■ **Ausgewählter Auszug**:
Nachdem das Fieberthermometer in bedrohliche Höhen geklettert war und ich nur noch das Bedürfnis hatte, friedvoll, nur nicht frierend zu sterben, beschloss mein Mann die Dienste eines Notarztes in Anspruch zu nehmen.
Dieser war auch gleich zur Stelle und versuchte mühevoll – ich schlotterte immer noch am ganzen Leib – mir eine Nadel in die Vene zu schieben. Nach sechs Versuchen und einem erschöpften „Geschafft“ saß die Nadel an ihrer Stelle und konnte meinem geschundenen Körper die Medikamente zuführen, die er so dringend brauchte. In Sekundenschnelle wirkte der Cocktail aus schmerz- und fiebersenkenden Medikamenten. Ein paar Gramm Beruhigungsmittel ließen Herz und Atmung nicht mehr rasen und machten mich zur ruhigsten Frau der Welt. Ich war das erste Mal in meinem Leben „high“, was die Kinder sichtlich amüsierte und ihnen den vergangenen Schock nahm.
„Mama, du bist ja voll zugedröhnt“, schnappte ich noch auf, als mich zwei Sanitäter in den Rettungswagen schoben. Mit letzter Kraft bäumte ich mich auf und befahl bereits etwas lallend, aber immer noch verständlich: „Felix, lerne heute noch für die morgige Matheschulaufgabe!“, dann fiel ich erschöpft in mein Kissen zurück.

■ **Ihre Aufgabe**:
Schreiben Sie den Auszug über den Notarzteinsatz vollständig und ohne jede Änderung ab.

Einträge des Datensatzes
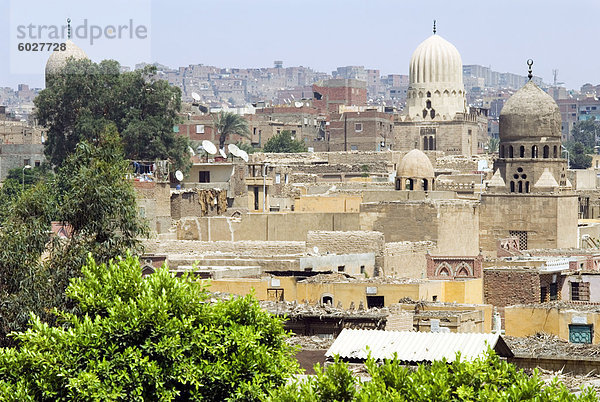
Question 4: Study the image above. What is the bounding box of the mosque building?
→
[480,61,578,250]
[394,22,487,155]
[45,18,88,87]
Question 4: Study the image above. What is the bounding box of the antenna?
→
[202,140,217,155]
[238,149,248,162]
[227,144,240,157]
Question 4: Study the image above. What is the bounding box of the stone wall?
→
[171,188,227,220]
[306,231,385,276]
[383,241,437,279]
[480,193,577,256]
[483,268,540,320]
[360,200,479,256]
[177,212,359,241]
[133,181,171,233]
[144,240,306,256]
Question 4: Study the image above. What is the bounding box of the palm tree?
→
[213,112,250,149]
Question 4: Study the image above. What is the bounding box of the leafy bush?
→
[0,255,297,401]
[268,350,596,402]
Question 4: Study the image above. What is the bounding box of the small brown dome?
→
[500,81,562,141]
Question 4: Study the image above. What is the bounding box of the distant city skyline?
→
[0,0,600,89]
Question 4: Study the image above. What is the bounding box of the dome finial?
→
[527,59,533,81]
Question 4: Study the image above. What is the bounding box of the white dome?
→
[46,39,88,78]
[404,34,467,120]
[409,35,463,87]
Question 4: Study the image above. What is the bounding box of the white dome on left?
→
[46,39,88,77]
[409,35,463,86]
[404,34,467,121]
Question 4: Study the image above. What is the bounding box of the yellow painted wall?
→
[294,194,362,212]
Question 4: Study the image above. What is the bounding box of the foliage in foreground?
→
[0,126,148,346]
[268,350,597,402]
[0,255,297,401]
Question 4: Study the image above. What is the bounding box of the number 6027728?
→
[17,42,67,52]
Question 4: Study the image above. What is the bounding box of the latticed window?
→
[508,230,527,250]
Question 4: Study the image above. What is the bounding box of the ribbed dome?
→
[499,81,562,141]
[396,149,434,179]
[46,39,88,77]
[409,35,463,86]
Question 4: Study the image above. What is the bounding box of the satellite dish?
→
[202,140,217,155]
[227,144,240,157]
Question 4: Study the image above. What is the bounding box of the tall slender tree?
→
[213,112,250,149]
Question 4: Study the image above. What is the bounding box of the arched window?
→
[456,267,469,276]
[531,145,537,158]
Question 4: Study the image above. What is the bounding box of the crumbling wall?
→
[306,231,385,275]
[144,240,306,256]
[383,241,437,279]
[133,181,171,233]
[483,267,541,321]
[171,188,227,220]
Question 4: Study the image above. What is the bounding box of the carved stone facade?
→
[426,254,483,280]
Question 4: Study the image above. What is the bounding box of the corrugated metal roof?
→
[325,329,513,362]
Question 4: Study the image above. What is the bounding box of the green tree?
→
[0,126,148,344]
[263,130,306,153]
[268,350,597,402]
[34,60,189,170]
[0,255,297,401]
[213,112,250,149]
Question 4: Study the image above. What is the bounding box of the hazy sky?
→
[0,0,600,89]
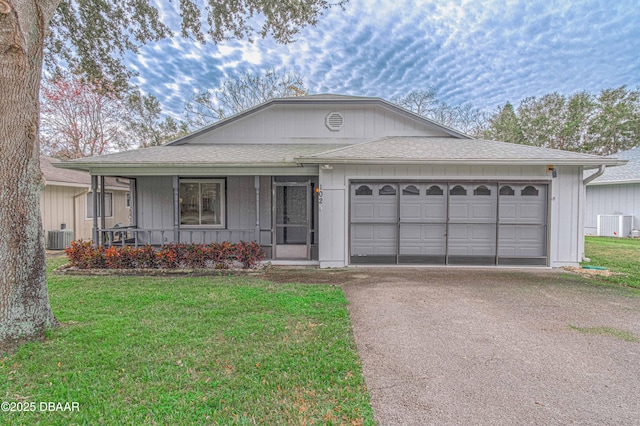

■ **Lösung der Aufgabe**:
Nachdem das Fieberthermometer in bedrohliche Höhen geklettert war und ich nur noch das Bedürfnis hatte, friedvoll, nur nicht frierend zu sterben, beschloss mein Mann die Dienste eines Notarztes in Anspruch zu nehmen.
Dieser war auch gleich zur Stelle und versuchte mühevoll – ich schlotterte immer noch am ganzen Leib – mir eine Nadel in die Vene zu schieben. Nach sechs Versuchen und einem erschöpften „Geschafft“ saß die Nadel an ihrer Stelle und konnte meinem geschundenen Körper die Medikamente zuführen, die er so dringend brauchte. In Sekundenschnelle wirkte der Cocktail aus schmerz- und fiebersenkenden Medikamenten. Ein paar Gramm Beruhigungsmittel ließen Herz und Atmung nicht mehr rasen und machten mich zur ruhigsten Frau der Welt. Ich war das erste Mal in meinem Leben „high“, was die Kinder sichtlich amüsierte und ihnen den vergangenen Schock nahm.
„Mama, du bist ja voll zugedröhnt“, schnappte ich noch auf, als mich zwei Sanitäter in den Rettungswagen schoben. Mit letzter Kraft bäumte ich mich auf und befahl bereits etwas lallend, aber immer noch verständlich: „Felix, lerne heute noch für die morgige Matheschulaufgabe!“, dann fiel ich erschöpft in mein Kissen zurück.